──────── Texto apresentado
Sob o Rosto da Europa
Um signo ou, se se preferir,
uma actividade ou manifestação que é comunicável no quotidiano, é sempre
significada através do seu uso (conforme as circunstâncias, a informação
adquirida e as codificações da comunidade). A interpretação de signos é, pois, não uma
panaceia para estudiosos, mas sim uma prática do dia a dia; uma prática de cada
momento da vida. Diante de alguém que me olha, eu sei que esse olhar não é apenas esse olhar; ou seja, eu sei
(ainda que ambiguamente) que esse olhar significa algo, porque está ali,
naquele momento preciso, em vez de qualquer outra coisa (que pode ser uma
ameaça, uma interrogação, uma atitude de expectativa ou de sedução, etc.). É por
isso que tudo pode ser encarado como
signo, desde que o intérprete (cada um de nós) o tome como tal, mesmo se de
modo não consciente (o que normalmente
acontece quase sempre).
A
semiótica é a área do saber que estuda os signos. Embora a sua história se
perca nos confins da Antiguidade, a verdade é que foi, mais ou menos, há apenas
um século, que, nos Estados Unidos (com C.S.Peirce) e na Suiça (com F.de
Saussure), este novo saber se instituiu autonomamente como tal. A sua evolução
até aos dias de hoje é complexa e variada, tendo-se cruzado episodicamente com
outras ciências (desde a filosofia à lógica; desde a linguística à
cibernética), mas, apesar das diversas tendências que tem percorrido, tornou-se
na contemporaneidade numa peça essencial para entender este nosso mundo da
informação, do excesso de oferta, da permuta de imaginários, numa palavra: da
comunicação “transbordante” (para utilizar a feliz expressão de H.-P. Jeudy).
────────────────
- [Tarefas a realizar]:
1: Traduza para inglês esta frase do texto sobre os signos: "A semiótica é a área do saber que estuda os signos."
2: Responda com base no texto sobre os signos:
(a) Em que dois países se instituiu a semiótica como saber autónomo?
(b) Segundo o texto, a interpretação de signos é uma prática de quê, e não uma panaceia para quem?
(c) A quem se atribui a expressão "transbordante"?
3: Prossiga o texto sobre os signos a partir da última frase apresentada.
Os registos não têm qualquer papel nesta parte.
──────── Registos apresentados
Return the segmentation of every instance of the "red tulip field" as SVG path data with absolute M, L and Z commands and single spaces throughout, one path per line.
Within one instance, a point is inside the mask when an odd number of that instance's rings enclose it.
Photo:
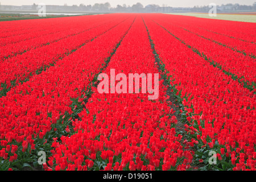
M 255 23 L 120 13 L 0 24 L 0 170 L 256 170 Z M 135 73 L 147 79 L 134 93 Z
────────────────
──────── Registos apresentados
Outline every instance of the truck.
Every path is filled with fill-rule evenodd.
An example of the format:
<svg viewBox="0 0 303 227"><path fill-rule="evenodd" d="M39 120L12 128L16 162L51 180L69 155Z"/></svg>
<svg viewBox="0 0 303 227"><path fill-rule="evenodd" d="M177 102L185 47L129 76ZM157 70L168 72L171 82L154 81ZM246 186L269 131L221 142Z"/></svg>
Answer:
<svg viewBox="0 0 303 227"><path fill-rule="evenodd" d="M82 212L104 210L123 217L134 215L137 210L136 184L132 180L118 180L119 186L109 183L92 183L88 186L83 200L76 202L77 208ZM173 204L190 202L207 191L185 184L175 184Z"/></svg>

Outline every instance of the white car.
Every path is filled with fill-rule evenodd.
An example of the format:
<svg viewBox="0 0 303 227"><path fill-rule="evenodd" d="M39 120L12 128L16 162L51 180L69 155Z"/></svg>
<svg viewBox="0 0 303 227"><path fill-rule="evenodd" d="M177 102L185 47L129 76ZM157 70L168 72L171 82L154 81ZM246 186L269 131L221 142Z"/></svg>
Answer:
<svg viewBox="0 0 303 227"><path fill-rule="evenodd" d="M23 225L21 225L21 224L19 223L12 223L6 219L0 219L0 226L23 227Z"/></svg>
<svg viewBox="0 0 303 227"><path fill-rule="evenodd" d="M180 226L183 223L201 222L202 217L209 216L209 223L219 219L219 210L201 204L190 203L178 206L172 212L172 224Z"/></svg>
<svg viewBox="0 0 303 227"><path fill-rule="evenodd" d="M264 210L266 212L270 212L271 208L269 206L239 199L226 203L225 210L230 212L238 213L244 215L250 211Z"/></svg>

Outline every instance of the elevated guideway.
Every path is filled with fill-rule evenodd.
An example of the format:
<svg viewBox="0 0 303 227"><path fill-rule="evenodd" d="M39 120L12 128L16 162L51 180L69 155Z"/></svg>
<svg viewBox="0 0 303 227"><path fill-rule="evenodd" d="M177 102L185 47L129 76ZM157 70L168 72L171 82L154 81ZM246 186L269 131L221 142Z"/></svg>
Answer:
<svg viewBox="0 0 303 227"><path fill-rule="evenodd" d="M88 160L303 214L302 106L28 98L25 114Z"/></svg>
────────────────
──────── Registos apresentados
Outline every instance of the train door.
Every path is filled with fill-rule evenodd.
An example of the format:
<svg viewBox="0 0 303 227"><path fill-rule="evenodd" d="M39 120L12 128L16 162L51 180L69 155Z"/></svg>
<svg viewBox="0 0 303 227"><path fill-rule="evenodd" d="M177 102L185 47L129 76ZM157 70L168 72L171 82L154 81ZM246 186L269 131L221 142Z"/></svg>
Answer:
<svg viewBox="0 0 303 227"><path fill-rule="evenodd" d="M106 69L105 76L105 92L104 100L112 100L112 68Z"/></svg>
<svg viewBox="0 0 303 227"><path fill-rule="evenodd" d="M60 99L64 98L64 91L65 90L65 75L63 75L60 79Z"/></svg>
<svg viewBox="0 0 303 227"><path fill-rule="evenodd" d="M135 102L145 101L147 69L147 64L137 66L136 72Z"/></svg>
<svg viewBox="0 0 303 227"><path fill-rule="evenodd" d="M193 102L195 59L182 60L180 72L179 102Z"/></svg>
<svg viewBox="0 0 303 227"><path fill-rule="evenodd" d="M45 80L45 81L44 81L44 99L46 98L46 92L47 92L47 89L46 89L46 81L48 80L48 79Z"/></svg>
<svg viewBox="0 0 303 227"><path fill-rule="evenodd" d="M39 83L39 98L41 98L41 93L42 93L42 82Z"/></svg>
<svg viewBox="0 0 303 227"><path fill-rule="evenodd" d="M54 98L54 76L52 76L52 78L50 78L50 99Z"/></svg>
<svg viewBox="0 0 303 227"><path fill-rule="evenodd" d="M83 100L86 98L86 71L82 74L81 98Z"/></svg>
────────────────
- [Resultados esperados]:
1: Semiotics is the field of knowledge that studies signs.

2:
(a) Nos Estados Unidos e na Suíça.
(b) É uma prática do dia a dia, de cada momento da vida, e não uma panaceia para estudiosos.
(c) A H.-P. Jeudy.

3:
Geralmente,
os estudos semióticos analisam linguagens particulares, sejam de ordem estética
(pintura, arquitectura, literatura, cinema ou dança), sejam de ordem lógica
(modelos matemáticos, informáticos, códigos de estrada ou alfabetos), sejam de
ordem social (comunicação gestual, ritos, modas ou publicidade). Cada uma
destas múltiplas linguagens, compostas por signos determináveis que se
actualizam (expressões e conteúdos associados a cores, movimentos de corpo,
números, pensamentos, palavras, emblemas, imagens, etc), produzem mensagens que
quotidianamente trocamos ou comunicamos. É, no entanto, o facto de - a cada
momento - interiorizarmos ou dominarmos os mais diversos códigos (ou seja,
corpos de regras de valor mais ou menos definido que nos são conferidos pela
nossa “comunidade” (A. Mchoul) e, também, em termos mais vastos, pela nossa
“cultura” (U.Eco)) que nos permite interpretar as inúmeras mensagens que -
também a cada momento - nos chegam (e que, quase instantaneamente,
descodificamos).
É
um sub-título do presente ensaio que me obriga a tecer estas breves
considerações muito generalistas, pois, ainda hoje em dia, o termo “Semiótica”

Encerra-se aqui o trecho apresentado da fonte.